- SOURCE EXCERPT
LOL Worthy Reads

It’s no secret I love to laugh. I love comedy in any form. I love funny people. I love funny movies, tv shows and books. I particularly love stand up comedy and it has long been a secret wish of mine to become a stand-up comedian. (Of course, I will never be one, it isn’t a serious dream. But I do sometimes think to myself about a situation or thought, “That was funny, I’d put that in my act.”)

I read a lot. And I love books that can actually make me laugh out loud. Few do. One genre I’ve been enjoying a lot lately, is memoirs written by comedians (not all of the stand-up variety). Here are a few that I have enjoyed and have legitimately caused me to LOL.

Bossypants by Tina Fey
★★★★★
9418327I’ve listened to the audiobook of Bossypants several times. It’s read by Tina Fey and if you’re a Tina fan, it is everything you’d expect – hilarious, intelligent, insightful and quirky. I loved learning about her life and career and she tells the stories of her life in such a way where they are both thoughtful and funny. A highlight for me were her chapters on being very very skinny and being a little bit fat—  about women and weight. I also enjoyed her thoughts on Photoshop and her thoughts about her daughter.  5 stars.

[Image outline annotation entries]
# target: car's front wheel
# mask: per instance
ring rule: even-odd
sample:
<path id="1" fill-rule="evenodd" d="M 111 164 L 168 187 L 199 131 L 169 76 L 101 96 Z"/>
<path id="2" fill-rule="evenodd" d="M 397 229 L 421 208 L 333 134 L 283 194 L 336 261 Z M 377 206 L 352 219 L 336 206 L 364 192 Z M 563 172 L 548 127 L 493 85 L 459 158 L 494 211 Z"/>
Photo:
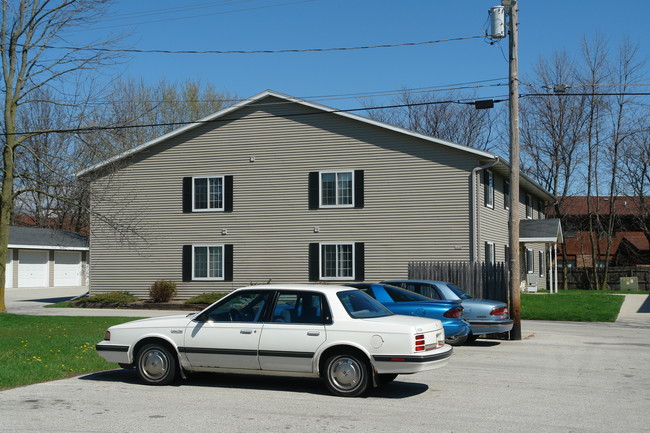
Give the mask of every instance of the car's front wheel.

- SET TASKS
1. In the blog post on funny reads, who reads the audiobook of Bossypants?
2. Render this sentence from the blog post on funny reads in Spanish: "And I love books that can actually make me laugh out loud."
3. Go on with the blog post on funny reads, starting after its final sentence.
The entries are separate material and have no connection to the blog post on funny reads.

- ANSWERS TO THE EXERCISE
1. Tina Fey reads it.

2. Y me encantan los libros que de verdad pueden hacerme reír a carcajadas.

3.
 
Dad is Fat by Jim Gaffigan
★★★★
16141924If you are at all familiar with Jim Gaffigan’s stand-up comedy and enjoy it, then you’ll enjoy this book. It reads much like one of his shows. It’s full of hilarious stories, mainly about his family (five kids and 2 adults in a 2 bedroom walk up!?), although you don’t have to have kids to enjoy it. It’s a quick read and I recommend it to anyone who wants a good chuckle. 4 stars.
 

Sleepwalk With Me and Other Painfully True Stories by Mike Birbiglia
★★★★
7775841I read this book in the break room at lunch and frequently caught coworkers looking at me as I’d let out a laugh. This is well written, honest, and of course, funny. There are also several poignant and tender moments that really balance this book out. Mike’s voice and subtle delivery really shine through and I truly enjoyed this read. 4 stars.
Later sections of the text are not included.